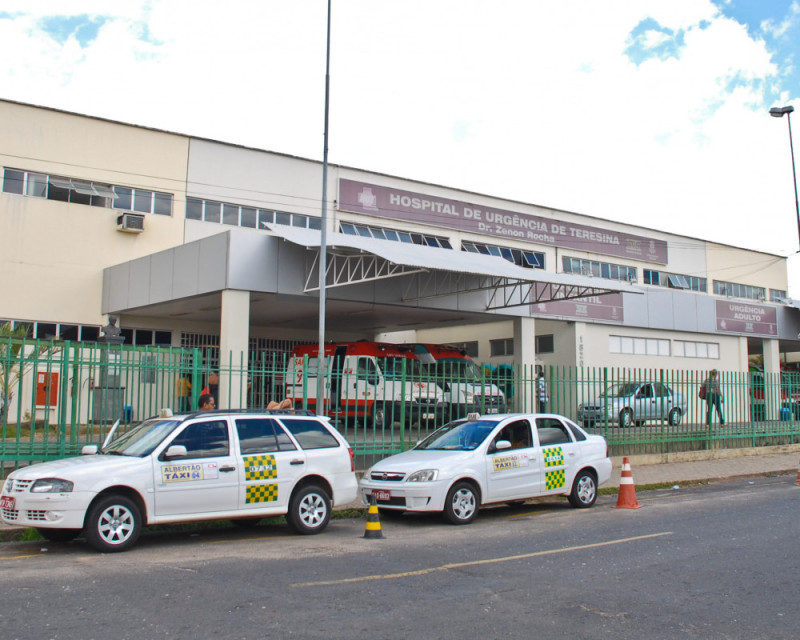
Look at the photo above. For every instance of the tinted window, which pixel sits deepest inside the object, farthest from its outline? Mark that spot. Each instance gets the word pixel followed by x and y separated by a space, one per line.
pixel 205 439
pixel 311 434
pixel 552 431
pixel 262 435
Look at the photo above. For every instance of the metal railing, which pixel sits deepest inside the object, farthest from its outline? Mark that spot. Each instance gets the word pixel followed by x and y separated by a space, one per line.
pixel 56 397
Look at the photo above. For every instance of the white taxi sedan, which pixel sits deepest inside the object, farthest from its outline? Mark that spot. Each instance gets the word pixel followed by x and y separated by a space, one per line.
pixel 491 459
pixel 238 465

──────────

● **Your instructions**
Return, without any change, only the lines from the one containing "Look at the photo above. For every instance of the metal" through the last line of the entries above.

● **Exercise output**
Look at the photo above. For every instance of the metal railing, which pixel sits deepest inside the object, farthest from its outline? Mark that spot. Each instance gets the word pixel followed by x and y separated by a space, one per line.
pixel 56 397
Look at the photo above. For every instance of the white taxi sedan, which pixel sits deepest inside the object, farthest from its outline? Mark that spot. Each instance gets the word pixel followed by x and y separated by a space, one per line.
pixel 491 459
pixel 238 465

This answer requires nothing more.